## PROBLEM TO WORK ON
Please copy out all of the lines below without changing a single character.

## AVAILABLE DATA
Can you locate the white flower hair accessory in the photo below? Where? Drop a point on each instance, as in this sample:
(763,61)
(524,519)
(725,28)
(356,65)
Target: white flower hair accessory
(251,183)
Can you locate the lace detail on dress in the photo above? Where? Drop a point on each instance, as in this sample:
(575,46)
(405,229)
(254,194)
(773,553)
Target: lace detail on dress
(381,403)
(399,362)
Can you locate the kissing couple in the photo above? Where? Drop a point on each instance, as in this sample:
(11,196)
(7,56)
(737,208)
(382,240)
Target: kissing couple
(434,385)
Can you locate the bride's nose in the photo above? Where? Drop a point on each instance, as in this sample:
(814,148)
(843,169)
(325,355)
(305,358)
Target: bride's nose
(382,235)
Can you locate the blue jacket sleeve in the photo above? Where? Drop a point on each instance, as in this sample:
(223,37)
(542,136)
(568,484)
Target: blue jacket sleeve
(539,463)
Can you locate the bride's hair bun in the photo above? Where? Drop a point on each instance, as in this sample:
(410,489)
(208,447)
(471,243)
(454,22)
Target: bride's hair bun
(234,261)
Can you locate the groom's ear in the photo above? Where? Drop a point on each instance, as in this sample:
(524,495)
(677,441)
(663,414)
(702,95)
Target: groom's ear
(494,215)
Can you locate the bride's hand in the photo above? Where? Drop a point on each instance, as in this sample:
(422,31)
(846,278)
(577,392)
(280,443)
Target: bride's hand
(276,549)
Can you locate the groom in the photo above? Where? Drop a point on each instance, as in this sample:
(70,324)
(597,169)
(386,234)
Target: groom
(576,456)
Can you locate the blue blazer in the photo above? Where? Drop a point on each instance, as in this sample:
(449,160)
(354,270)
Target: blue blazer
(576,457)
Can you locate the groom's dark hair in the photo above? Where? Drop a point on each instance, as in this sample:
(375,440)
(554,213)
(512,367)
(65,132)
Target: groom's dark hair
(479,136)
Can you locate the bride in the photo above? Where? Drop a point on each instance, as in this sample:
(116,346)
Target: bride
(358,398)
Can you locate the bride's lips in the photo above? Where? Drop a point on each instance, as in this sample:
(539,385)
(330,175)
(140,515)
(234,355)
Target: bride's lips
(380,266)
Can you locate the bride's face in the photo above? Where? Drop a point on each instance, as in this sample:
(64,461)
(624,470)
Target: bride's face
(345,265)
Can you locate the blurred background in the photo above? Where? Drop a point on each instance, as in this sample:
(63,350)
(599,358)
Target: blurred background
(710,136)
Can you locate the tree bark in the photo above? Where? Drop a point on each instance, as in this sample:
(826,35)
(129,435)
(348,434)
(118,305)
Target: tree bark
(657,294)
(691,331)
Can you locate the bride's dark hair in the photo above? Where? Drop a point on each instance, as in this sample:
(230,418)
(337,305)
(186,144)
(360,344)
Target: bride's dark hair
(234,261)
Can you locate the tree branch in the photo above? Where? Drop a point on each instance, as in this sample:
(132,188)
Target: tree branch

## TASK ANSWER
Can you locate the white flower hair accessory in the photo below? Where? Drop a point on each instance, as in this sample:
(763,61)
(524,519)
(725,28)
(356,65)
Target: white flower hair accessory
(251,183)
Can you locate the lace detail on dress in the photo above? Where? Drop a point on each instance, as in this sample:
(575,46)
(405,229)
(254,194)
(773,553)
Target: lace detail on dress
(381,403)
(399,362)
Can you locate the kissing couple in the photo above? Where? Drop a point on each instance, as in this sample:
(11,196)
(7,56)
(737,208)
(382,240)
Target: kissing couple
(434,385)
Can you locate the bride's nose in the photo above? Where? Drop a point on each instance, as in this sample:
(814,148)
(843,169)
(325,355)
(305,358)
Target: bride's nose
(382,235)
Can you locate the blue jacket sleeve in the photo above? Where? Drop a point on each instance, as in this sample:
(223,37)
(542,136)
(568,484)
Target: blue jacket sleeve
(539,463)
Can you locate the bride's hair bun in the photo above? Where? Drop a point on each instance, as in this sample:
(410,489)
(208,447)
(471,243)
(454,22)
Target: bride's hair bun
(234,261)
Can you locate the groom's ear in the photo above? Where? Drop a point on each instance, as in this sample:
(524,495)
(677,441)
(663,414)
(702,95)
Target: groom's ear
(494,215)
Can you locate the bride's hand in the photo above? Where? Drop a point on each instance, as in this sample:
(422,31)
(846,278)
(577,392)
(280,443)
Target: bride's hand
(276,549)
Can you locate the groom in the photo above? Where? Drop a point on each instance, as in this sample:
(70,324)
(597,169)
(386,234)
Target: groom
(576,456)
Can you locate the blue blazer in the photo above? Where? Drop a point on each instance, as in this sample:
(449,160)
(354,270)
Target: blue blazer
(576,457)
Can you locate the groom's dark hair in the photo above? Where? Drop a point on each instance, as in this sample:
(375,440)
(554,213)
(512,367)
(65,132)
Target: groom's dark hair
(479,136)
Can you locate the bride in the photo above? Where? Drop a point on each instance, as in this sample:
(116,346)
Target: bride
(358,398)
Can you locate the bride's lips in the photo above? Where? Drop a point on each instance, as in this sample:
(539,385)
(330,175)
(140,515)
(234,355)
Target: bride's lips
(380,266)
Can you locate the bride's face in the photo above? Where? Drop a point on each instance, as in this sample:
(64,461)
(624,470)
Target: bride's face
(345,265)
Can you locate the blurred background in the photo above? Where? Drop a point on each instance, as in this sample:
(63,350)
(599,358)
Target: blurred background
(710,136)
Can you locate the tree bark in the photo above? Where? Drop a point on each instance, as in this sample:
(826,35)
(129,435)
(348,434)
(118,305)
Target: tree bark
(657,294)
(691,331)
Can you locate the bride's dark hair in the photo above? Where? Drop a point on each instance, as in this sample:
(230,418)
(337,305)
(186,144)
(360,344)
Target: bride's dark hair
(234,261)
Can you locate the tree branch in the photo above? Where? Drop a point on each instance, as in this sample:
(132,188)
Target: tree branch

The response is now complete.